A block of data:
---

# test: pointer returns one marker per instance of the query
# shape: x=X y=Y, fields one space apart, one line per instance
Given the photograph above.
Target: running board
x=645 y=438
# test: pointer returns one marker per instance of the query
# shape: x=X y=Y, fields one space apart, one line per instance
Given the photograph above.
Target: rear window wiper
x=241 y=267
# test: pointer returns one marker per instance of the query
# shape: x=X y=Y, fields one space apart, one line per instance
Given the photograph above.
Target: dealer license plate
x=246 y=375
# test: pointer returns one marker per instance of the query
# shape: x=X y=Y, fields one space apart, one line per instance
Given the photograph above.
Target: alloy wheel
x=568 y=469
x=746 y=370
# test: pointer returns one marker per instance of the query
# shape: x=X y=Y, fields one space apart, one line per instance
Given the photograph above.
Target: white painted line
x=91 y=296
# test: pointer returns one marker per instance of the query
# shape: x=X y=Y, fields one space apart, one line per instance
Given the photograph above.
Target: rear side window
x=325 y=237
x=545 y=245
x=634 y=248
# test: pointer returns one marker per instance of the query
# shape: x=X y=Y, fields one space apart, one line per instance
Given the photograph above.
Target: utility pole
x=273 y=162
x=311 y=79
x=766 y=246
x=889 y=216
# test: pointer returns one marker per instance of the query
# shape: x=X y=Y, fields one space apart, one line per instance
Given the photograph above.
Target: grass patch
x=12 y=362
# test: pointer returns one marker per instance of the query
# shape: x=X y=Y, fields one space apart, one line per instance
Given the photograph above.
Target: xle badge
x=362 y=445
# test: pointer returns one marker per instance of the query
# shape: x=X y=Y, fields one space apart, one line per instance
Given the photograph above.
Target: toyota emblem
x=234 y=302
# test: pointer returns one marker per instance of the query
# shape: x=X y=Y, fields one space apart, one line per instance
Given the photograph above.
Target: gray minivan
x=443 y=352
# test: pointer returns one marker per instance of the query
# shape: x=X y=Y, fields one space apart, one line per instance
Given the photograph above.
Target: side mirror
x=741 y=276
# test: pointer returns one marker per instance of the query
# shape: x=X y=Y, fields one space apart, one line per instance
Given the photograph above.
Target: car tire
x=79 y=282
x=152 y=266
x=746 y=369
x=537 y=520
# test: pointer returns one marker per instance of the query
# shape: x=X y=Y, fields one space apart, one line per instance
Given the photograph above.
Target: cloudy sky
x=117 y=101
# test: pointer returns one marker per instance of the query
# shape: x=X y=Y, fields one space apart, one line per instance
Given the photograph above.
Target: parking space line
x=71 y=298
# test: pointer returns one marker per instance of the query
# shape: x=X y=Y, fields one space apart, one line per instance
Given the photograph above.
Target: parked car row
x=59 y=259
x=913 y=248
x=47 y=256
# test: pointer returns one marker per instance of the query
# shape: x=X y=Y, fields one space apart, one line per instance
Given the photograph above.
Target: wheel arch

---

- DIRECTIVE
Turn every line of the rows above into a JSON list of strings, one string per line, and skip any blank lines.

- COMPLETED EXERCISE
[
  "# test: pointer returns one marker per instance of the query",
  "# shape: x=X y=Y, fields one space apart, one line per instance",
  "Given the photograph above.",
  "Target: running board",
  "x=645 y=438",
  "# test: pointer returns one marker per instance of the query",
  "# shape: x=X y=Y, fields one space apart, one line per instance",
  "Given the photograph above.",
  "Target: rear window wiper",
  "x=241 y=267",
  "# test: pointer returns one marker per instance of the query",
  "# shape: x=X y=Y, fields one space apart, one line per instance",
  "Given the photograph above.",
  "Target: dealer license plate",
  "x=246 y=375",
  "# test: pointer returns one marker per instance of the query",
  "# shape: x=X y=Y, fields one space apart, one line per instance",
  "Given the photograph above.",
  "Target: alloy wheel",
  "x=568 y=469",
  "x=746 y=370",
  "# test: pointer returns one marker per instance of the query",
  "# shape: x=X y=Y, fields one space apart, one line per instance",
  "Given the photograph above.",
  "Target: white painted line",
  "x=91 y=296",
  "# test: pointer returns one marker per instance of the query",
  "# shape: x=X y=Y, fields one space apart, one line per instance",
  "Given the photograph above.",
  "Target: rear side window",
  "x=325 y=237",
  "x=545 y=245",
  "x=634 y=248",
  "# test: pointer returns one marker per instance of the query",
  "# shape: x=X y=Y, fields one space apart, one line per instance",
  "Given the photograph above.",
  "Target: utility pole",
  "x=273 y=162",
  "x=311 y=79",
  "x=766 y=246",
  "x=889 y=216",
  "# test: pointer returns one marker per instance of the query",
  "# shape: x=X y=Y, fields one space apart, one line per instance",
  "Given the photograph above.",
  "Target: grass patch",
  "x=12 y=362",
  "# test: pointer returns one marker per instance of the query",
  "# shape: x=X y=Y, fields one space apart, one line per instance",
  "Given the photograph above.",
  "Target: xle badge",
  "x=362 y=445",
  "# test: pointer returns one marker per instance of the query",
  "# shape: x=X y=Y, fields one space apart, one line per instance",
  "Given the photograph above.",
  "Target: toyota emblem",
  "x=234 y=302",
  "# test: pointer returns one marker per instance of the query",
  "# shape: x=X y=Y, fields one space apart, one line per instance",
  "Given the photograph above.",
  "Target: gray minivan",
  "x=443 y=352",
  "# test: pointer returns one marker per instance of the query",
  "# shape: x=X y=Y, fields one space apart, one line per instance",
  "Given the photograph above.",
  "Target: side mirror",
  "x=741 y=276",
  "# test: pointer returns one marker per instance of the query",
  "# shape: x=X y=Y, fields one space apart, one line per instance",
  "Given the photograph above.",
  "Target: car tire",
  "x=79 y=282",
  "x=152 y=266",
  "x=746 y=369",
  "x=537 y=520",
  "# test: pointer returns one marker per instance of the query",
  "# shape: x=X y=Y, fields one space apart, one line per instance",
  "Given the photograph above.",
  "Target: cloudy sky",
  "x=117 y=101",
  "# test: pointer returns one marker per instance of the query",
  "# shape: x=X y=Y, fields one space apart, one line per instance",
  "Given the photograph above.",
  "Target: parking space line",
  "x=71 y=298",
  "# test: pointer returns one marker per instance of the query",
  "# shape: x=X y=Y, fields one space apart, one line per instance",
  "Given the photograph above.",
  "Target: parked car row",
  "x=59 y=259",
  "x=913 y=248",
  "x=47 y=256",
  "# test: pointer returns one marker per instance of the query",
  "# shape: x=X y=Y, fields one space apart, one line per instance",
  "Given the photograph above.",
  "Target: wheel arch"
]